─── Estratto del testo

Happy family
id.
Regia
Gabriele Salvatores
Sceneggiatura
Alessandro Genovesi,
Gabriele Salvatores
Fotografia
Italo Petriccione
Montaggio
Massimo Fiocchi
Scenografia
Rita Rabassini
Costumi
Patrizia Chiericoni
Musica
Louis Siciliano
Interpreti
Fabio De Luigi, Fabrizio Bentivoglio, Diego Abatantuono, Margherita Buy, Carla Signoris,
Valeria Bilello, Corinna Augustoni, Gianmaria Biancuzzi, Alice Croci, Sandra Milo
Produzione
Colorado Film, Rai Cinema
Anno
2010
Nazione
Italia
Genere
commedia
Durata
90'
Distribuzione
01 Distribution
Uscita
26-03-2010
Giudizio
Media

Cosa succede quando un ragazzino di sedici anni della tipica famiglia della Milano bene decide di chiedere la mano ad una coetanea dalle origini opposte, rappresentante a sua volta dell’altra tipica famiglia italiana allegra e pasticciona, piena di difetti ma dal cuore d’oro? Questo è il soggetto che viene in mente a Ezio, uno sceneggiatore provetto di trentotto anni erede di una fortuna non indifferente, che non avrebbe bisogno di scrivere per vivere.

──────

Riprendi la scheda sul film Happy Family dal punto in cui si ferma e portala avanti. Il materiale che segue non ha alcun legame con la scheda sul film Happy Family.

─── Dati registrati

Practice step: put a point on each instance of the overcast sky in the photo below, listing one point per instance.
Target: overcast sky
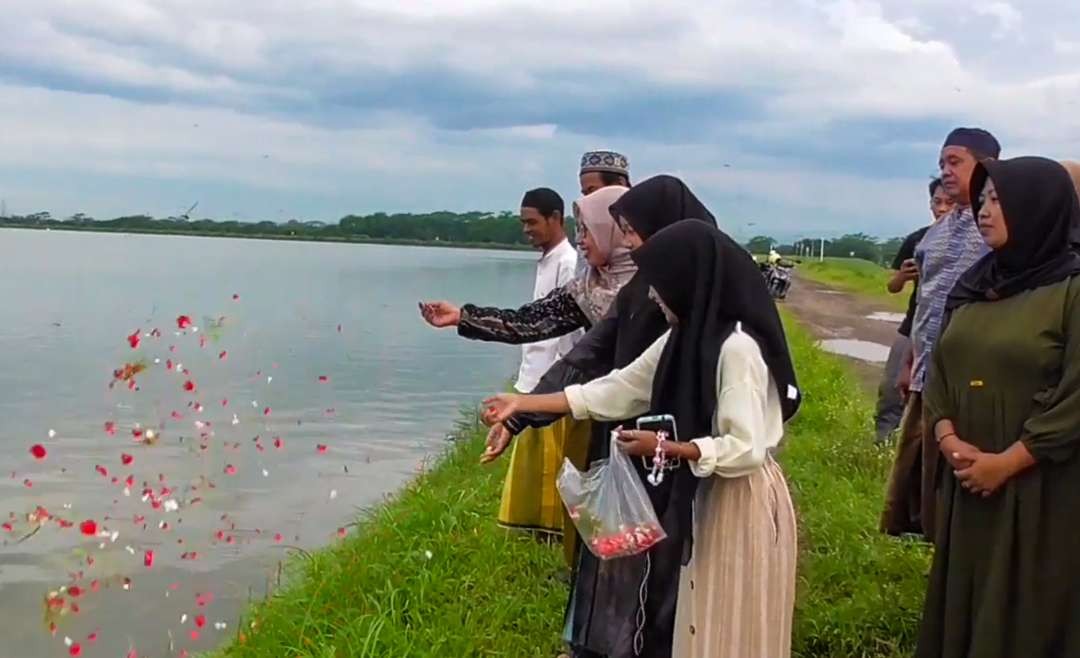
(797, 116)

──────

Risultato:
Come il single di Nick Hornby portato al cinema da Hugh Grant in About a boy, che campava grazie ai diritti di una canzoncina di Natale, anche Ezio deve il suo benessere al dosatore per lavatrici, brevettato dal padre. In Italia difficilmente i figli depongono i padri dagli scranni del potere, ma piuttosto cercano di guadagnarne il più possibile senza produrre nulla di nuovo. Ezio, sfaccendato e disilluso gira in bicicletta in cerca di ispirazione in una Milano d’estate surreale e a tinte unite per merito della fotografia immaginifica di Italo Petriccione, finché non incrocia sulla sua strada uno dei personaggi della commedia che sta scrivendo: la madre della famiglia borghese e perbenista che lo investe mandandolo in ospedale. A quel punto realtà e immaginazione si confondono e si mischiano e lo spettatore non sa più se quella che sta guardando è la storia di Ezio o delle due famiglie milanesi e quale delle due è inventata o realmente vissuta, seppure attraverso il filtro della macchina da presa. Siamo dentro o fuori dallo spettacolo? Ne siamo semplici osservatori o ne siamo i protagonisti noi stessi? Questo è il trucco del cinema e più in generale della rappresentazione fin dai tempi di Shakespeare e Pirandello.
Grazie al tono da commedia, adottato da Genovesi prima e da Salvatores ora, il passaggio è assolutamente indolore e non genera nel pubblico alcun tipo di smarrimento o peggio di ansia da mancanza di punti di riferimento.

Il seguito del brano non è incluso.